(Stored data)
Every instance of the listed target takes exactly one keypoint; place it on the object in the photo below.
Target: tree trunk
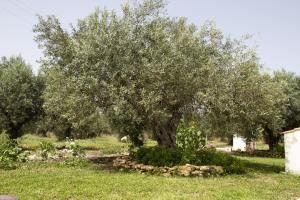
(165, 133)
(272, 139)
(14, 132)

### THE EXERCISE
Render the rows above as a Markdown table with the columns No. and Line, giving each non-blank line its own numbered entry. Omit the pictures.

### FULL OUTPUT
| No. | Line |
|---|---|
| 1 | Every instance of the listed target takes exactly one keypoint; place it on the object in the photo below. |
| 2 | Target: tree trunk |
| 3 | (165, 133) |
| 4 | (272, 139) |
| 5 | (14, 132) |